[[ MATERIAL SUPPLIED, beginning ]]

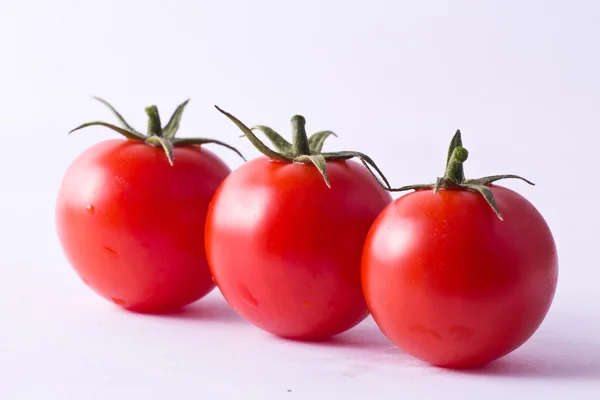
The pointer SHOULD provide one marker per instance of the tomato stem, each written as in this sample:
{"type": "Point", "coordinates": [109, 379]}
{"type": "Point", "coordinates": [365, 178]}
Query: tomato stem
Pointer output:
{"type": "Point", "coordinates": [154, 125]}
{"type": "Point", "coordinates": [454, 168]}
{"type": "Point", "coordinates": [303, 149]}
{"type": "Point", "coordinates": [299, 138]}
{"type": "Point", "coordinates": [157, 136]}
{"type": "Point", "coordinates": [454, 177]}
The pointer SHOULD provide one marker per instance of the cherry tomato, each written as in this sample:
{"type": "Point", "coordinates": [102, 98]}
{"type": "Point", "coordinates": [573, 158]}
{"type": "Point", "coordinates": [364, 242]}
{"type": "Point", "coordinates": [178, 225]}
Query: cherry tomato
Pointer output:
{"type": "Point", "coordinates": [450, 282]}
{"type": "Point", "coordinates": [285, 248]}
{"type": "Point", "coordinates": [132, 225]}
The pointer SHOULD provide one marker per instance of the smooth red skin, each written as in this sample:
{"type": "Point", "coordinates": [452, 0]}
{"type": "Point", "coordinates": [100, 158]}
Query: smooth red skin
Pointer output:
{"type": "Point", "coordinates": [132, 226]}
{"type": "Point", "coordinates": [285, 249]}
{"type": "Point", "coordinates": [451, 284]}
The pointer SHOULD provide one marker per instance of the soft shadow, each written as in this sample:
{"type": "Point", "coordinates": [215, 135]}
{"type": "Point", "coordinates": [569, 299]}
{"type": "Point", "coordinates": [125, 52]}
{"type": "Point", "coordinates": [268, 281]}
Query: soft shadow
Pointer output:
{"type": "Point", "coordinates": [565, 347]}
{"type": "Point", "coordinates": [212, 308]}
{"type": "Point", "coordinates": [365, 336]}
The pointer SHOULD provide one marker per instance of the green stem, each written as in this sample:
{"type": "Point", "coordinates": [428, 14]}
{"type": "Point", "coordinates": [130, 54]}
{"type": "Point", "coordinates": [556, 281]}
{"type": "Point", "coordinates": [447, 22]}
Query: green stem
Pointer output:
{"type": "Point", "coordinates": [454, 169]}
{"type": "Point", "coordinates": [154, 125]}
{"type": "Point", "coordinates": [299, 138]}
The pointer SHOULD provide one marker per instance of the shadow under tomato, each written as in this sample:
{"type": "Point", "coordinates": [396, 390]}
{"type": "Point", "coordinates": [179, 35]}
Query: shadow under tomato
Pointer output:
{"type": "Point", "coordinates": [211, 308]}
{"type": "Point", "coordinates": [365, 336]}
{"type": "Point", "coordinates": [567, 348]}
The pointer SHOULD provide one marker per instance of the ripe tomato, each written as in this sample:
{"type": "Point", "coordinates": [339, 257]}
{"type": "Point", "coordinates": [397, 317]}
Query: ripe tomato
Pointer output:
{"type": "Point", "coordinates": [448, 281]}
{"type": "Point", "coordinates": [132, 225]}
{"type": "Point", "coordinates": [284, 248]}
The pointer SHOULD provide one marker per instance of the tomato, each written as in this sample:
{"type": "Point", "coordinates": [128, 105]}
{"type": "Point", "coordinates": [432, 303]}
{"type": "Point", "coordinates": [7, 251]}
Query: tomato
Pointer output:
{"type": "Point", "coordinates": [450, 282]}
{"type": "Point", "coordinates": [284, 248]}
{"type": "Point", "coordinates": [132, 225]}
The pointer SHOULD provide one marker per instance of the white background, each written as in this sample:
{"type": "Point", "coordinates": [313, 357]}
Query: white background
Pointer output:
{"type": "Point", "coordinates": [393, 78]}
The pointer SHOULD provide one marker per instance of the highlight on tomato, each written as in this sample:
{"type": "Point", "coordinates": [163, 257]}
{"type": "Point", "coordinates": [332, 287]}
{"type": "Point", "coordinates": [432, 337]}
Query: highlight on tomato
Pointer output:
{"type": "Point", "coordinates": [461, 272]}
{"type": "Point", "coordinates": [130, 214]}
{"type": "Point", "coordinates": [285, 231]}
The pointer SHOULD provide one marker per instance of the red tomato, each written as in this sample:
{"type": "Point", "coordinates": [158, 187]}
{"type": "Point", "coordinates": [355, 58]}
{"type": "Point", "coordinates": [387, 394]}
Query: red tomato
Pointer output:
{"type": "Point", "coordinates": [285, 249]}
{"type": "Point", "coordinates": [132, 225]}
{"type": "Point", "coordinates": [452, 284]}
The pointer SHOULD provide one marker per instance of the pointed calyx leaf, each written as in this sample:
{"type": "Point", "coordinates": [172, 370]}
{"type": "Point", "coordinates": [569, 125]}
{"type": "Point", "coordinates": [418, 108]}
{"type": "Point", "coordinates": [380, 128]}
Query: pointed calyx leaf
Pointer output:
{"type": "Point", "coordinates": [128, 134]}
{"type": "Point", "coordinates": [124, 123]}
{"type": "Point", "coordinates": [157, 135]}
{"type": "Point", "coordinates": [170, 130]}
{"type": "Point", "coordinates": [280, 144]}
{"type": "Point", "coordinates": [303, 149]}
{"type": "Point", "coordinates": [317, 140]}
{"type": "Point", "coordinates": [454, 177]}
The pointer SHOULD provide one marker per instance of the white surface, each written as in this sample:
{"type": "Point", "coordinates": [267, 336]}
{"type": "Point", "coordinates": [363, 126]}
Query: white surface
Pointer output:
{"type": "Point", "coordinates": [393, 79]}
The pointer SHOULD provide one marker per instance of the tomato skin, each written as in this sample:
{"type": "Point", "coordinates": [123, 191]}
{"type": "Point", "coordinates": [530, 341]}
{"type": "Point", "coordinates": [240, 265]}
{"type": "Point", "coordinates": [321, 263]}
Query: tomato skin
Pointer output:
{"type": "Point", "coordinates": [285, 249]}
{"type": "Point", "coordinates": [132, 226]}
{"type": "Point", "coordinates": [451, 284]}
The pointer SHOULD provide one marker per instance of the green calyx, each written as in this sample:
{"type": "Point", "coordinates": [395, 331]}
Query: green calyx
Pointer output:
{"type": "Point", "coordinates": [454, 176]}
{"type": "Point", "coordinates": [157, 135]}
{"type": "Point", "coordinates": [303, 149]}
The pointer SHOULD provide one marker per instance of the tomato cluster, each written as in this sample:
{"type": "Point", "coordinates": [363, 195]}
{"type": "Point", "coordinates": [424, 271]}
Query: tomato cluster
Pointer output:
{"type": "Point", "coordinates": [305, 244]}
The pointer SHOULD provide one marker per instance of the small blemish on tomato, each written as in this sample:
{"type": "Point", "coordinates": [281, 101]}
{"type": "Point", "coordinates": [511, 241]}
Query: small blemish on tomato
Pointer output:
{"type": "Point", "coordinates": [119, 302]}
{"type": "Point", "coordinates": [110, 251]}
{"type": "Point", "coordinates": [421, 330]}
{"type": "Point", "coordinates": [246, 295]}
{"type": "Point", "coordinates": [461, 333]}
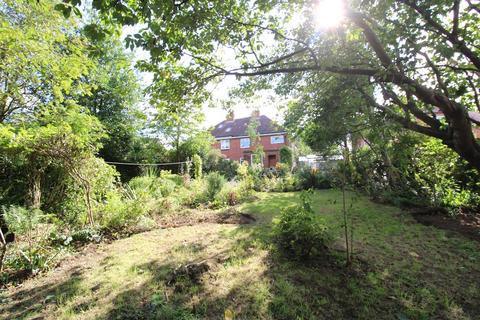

[[ MATERIAL SUPPLIED, end ]]

:: EXERCISE DETAILS ::
Look through the listing and return each line containing the word "small".

:: WRITTEN ANSWER ::
The pointer SHOULD provide one marker per instance of the small blemish on tomato, each written as in this sample:
Query: small blemish on tomato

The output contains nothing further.